Could you rewrite the lines from the one holding "Could you please identify the white socks" through the end of the records, inclusive, keeping every line but scaling each x and y coordinate by 0.6 and rounding to the nearest whole number, with halves going up?

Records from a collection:
[Start]

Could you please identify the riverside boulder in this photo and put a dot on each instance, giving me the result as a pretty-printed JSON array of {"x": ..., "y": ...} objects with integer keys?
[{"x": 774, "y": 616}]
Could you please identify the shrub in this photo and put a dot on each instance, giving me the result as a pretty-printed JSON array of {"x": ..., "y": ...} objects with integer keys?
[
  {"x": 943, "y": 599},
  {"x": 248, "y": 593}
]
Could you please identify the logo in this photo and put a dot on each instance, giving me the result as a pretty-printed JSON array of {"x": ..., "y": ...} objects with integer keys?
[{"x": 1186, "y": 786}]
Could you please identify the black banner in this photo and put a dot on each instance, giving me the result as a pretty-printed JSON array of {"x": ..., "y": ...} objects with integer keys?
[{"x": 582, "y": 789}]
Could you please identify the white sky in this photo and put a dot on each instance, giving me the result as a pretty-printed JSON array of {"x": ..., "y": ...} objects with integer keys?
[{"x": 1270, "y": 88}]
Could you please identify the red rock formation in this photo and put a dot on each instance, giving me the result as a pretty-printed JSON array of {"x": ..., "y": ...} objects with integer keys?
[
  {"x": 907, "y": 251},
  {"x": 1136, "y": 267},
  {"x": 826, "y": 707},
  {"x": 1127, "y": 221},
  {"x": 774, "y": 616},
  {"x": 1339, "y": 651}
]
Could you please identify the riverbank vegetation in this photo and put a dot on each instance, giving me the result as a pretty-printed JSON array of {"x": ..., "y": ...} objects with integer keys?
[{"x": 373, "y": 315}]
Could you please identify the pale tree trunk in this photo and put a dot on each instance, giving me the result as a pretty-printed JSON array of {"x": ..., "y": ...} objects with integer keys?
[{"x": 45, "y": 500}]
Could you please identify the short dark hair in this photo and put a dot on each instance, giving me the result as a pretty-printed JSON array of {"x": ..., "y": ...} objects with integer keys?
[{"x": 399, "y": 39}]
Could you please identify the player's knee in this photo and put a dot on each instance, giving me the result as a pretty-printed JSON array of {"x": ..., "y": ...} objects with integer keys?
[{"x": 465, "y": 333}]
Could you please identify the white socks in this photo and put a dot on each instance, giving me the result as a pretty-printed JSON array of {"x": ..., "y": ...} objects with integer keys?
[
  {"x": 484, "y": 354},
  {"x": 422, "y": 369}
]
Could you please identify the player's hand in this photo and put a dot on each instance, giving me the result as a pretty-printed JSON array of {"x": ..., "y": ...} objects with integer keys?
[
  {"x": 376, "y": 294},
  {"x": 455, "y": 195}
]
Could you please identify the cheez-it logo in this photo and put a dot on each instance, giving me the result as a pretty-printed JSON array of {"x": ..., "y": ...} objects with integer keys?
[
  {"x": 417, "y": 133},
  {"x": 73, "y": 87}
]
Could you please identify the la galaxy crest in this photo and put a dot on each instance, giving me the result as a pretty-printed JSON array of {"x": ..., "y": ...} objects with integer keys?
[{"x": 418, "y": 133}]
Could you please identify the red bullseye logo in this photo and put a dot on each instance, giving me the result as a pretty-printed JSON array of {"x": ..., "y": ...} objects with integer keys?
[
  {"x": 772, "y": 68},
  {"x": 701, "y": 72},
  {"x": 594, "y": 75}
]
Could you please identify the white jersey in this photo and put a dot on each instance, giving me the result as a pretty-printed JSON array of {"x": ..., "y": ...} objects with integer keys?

[End]

Task response –
Could you please identify the white socks in this photo and put a dot on each instance, giving me the result as a pretty-printed JSON array of {"x": ..., "y": ...} objects with integer keys?
[
  {"x": 290, "y": 212},
  {"x": 253, "y": 221}
]
Could you please identify the player's hand in this photo and put a dot on each instance, giving me the result as a pretty-printed JSON array of {"x": ..., "y": ...} objects with integer keys?
[
  {"x": 226, "y": 176},
  {"x": 273, "y": 117}
]
Could you please identify the cheez-it logo in this photo and put a dot on each instance, giving me the result as a pretty-printed JSON array of {"x": ..., "y": ...} objects with integer keys?
[
  {"x": 250, "y": 80},
  {"x": 44, "y": 52}
]
Could you please identify the la galaxy crest in this photo and put a dot on each instance, giving me the result as a pretty-printed JSON array of {"x": ..., "y": ...} objects with integer keys?
[{"x": 251, "y": 80}]
Could you please identify the red bullseye logo in this photo and put a dot on each instance, giving me the result as a pretty-printed JSON array of {"x": ..., "y": ...} objects with integer keys?
[
  {"x": 463, "y": 41},
  {"x": 421, "y": 43},
  {"x": 356, "y": 45}
]
Could you please identify the white jersey in this photo and put a dot on each instance, giving me the result as a pretty-printed JSON array of {"x": ..., "y": ...} objects with integer keys?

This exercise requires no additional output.